#### TASK DETAILS:
Reproduce the material below word for word, line by line, with nothing changed.

#### DATA FOR PROCESSING:
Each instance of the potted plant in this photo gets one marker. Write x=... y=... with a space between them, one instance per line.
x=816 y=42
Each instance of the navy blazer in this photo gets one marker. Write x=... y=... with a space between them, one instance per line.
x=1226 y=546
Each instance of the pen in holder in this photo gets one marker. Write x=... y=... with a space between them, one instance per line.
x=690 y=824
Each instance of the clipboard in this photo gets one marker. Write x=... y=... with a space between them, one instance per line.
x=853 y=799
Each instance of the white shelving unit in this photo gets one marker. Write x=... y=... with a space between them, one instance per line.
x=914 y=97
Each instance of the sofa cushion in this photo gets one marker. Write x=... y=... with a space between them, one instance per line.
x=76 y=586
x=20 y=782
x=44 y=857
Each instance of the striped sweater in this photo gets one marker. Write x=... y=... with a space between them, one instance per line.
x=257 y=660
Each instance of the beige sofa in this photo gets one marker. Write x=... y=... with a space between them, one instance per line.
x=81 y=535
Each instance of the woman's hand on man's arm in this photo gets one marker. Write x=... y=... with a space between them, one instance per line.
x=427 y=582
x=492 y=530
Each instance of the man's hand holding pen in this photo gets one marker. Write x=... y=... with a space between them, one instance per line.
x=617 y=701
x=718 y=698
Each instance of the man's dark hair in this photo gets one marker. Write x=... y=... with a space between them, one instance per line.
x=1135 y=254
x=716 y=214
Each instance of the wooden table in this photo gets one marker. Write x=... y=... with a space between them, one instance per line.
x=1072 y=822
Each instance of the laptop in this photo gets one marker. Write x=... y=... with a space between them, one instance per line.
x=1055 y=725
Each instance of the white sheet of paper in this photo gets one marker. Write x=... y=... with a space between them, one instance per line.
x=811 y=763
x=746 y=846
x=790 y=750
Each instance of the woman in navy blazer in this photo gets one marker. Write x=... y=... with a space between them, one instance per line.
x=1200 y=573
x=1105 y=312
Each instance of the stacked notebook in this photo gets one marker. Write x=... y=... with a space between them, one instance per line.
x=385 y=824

#### FULL SOLUTION:
Each instance of the potted plant in this photo gets one marker. Write x=... y=... with a space between them, one instance per line.
x=816 y=42
Each instance of the navy blazer in this photo gets one marker. Write x=... y=... with a space between them, one instance per line.
x=1226 y=546
Each instance of the pen in holder in this photo gets one marker. Write x=... y=... with a space between them, one instance per line.
x=690 y=824
Each instance of the clipboard in this photo gets one marker. Write x=... y=... with a space between them, one instance per line.
x=853 y=799
Each instance of the white shelving unit in this photo gets one marker. Write x=... y=... with a space between them, one instance per line.
x=914 y=97
Each instance of the sofa cushion in this photo gets one marker. Write x=... y=... with a space between them, one instance per line.
x=76 y=586
x=20 y=782
x=44 y=857
Each instance of the striped sweater in this photo gets one marker. Write x=... y=... with a space between them, one instance per line.
x=257 y=660
Each instance of the beige sofa in this photo gets one marker. Write x=... y=... with a space between them, one instance per line.
x=81 y=535
Each instance of the woman's hand on man's arm in this photo gets one marker. Write x=... y=... with a space between them, one instance per line.
x=427 y=582
x=492 y=530
Each instance of the man's hand holding pen in this photo gets one marker. Write x=... y=... with a space between them, one instance per line.
x=617 y=701
x=718 y=698
Each instance of the man's dark hair in this photo gets one marker. Write x=... y=... with a space between them, one instance per line.
x=1135 y=254
x=716 y=214
Each instance of the wooden table in this photo gets one marker. Write x=... y=... with a space between them, one instance per line.
x=1072 y=822
Each instance of the laptop in this photo gets one marker. Write x=... y=... with a space between them, one instance per line.
x=1055 y=725
Each instance of the white sheet of paper in this photo gets one marker. Write x=... y=... with a space between them, one instance per line.
x=811 y=763
x=746 y=846
x=790 y=750
Each instance of the woman in navy blazer in this photo gets one marker. Write x=... y=... with a space between them, one instance per line.
x=1200 y=573
x=1105 y=312
Each instance of the stacked notebook in this photo gets one marker. Write x=... y=... with a space between them, one instance per line.
x=385 y=824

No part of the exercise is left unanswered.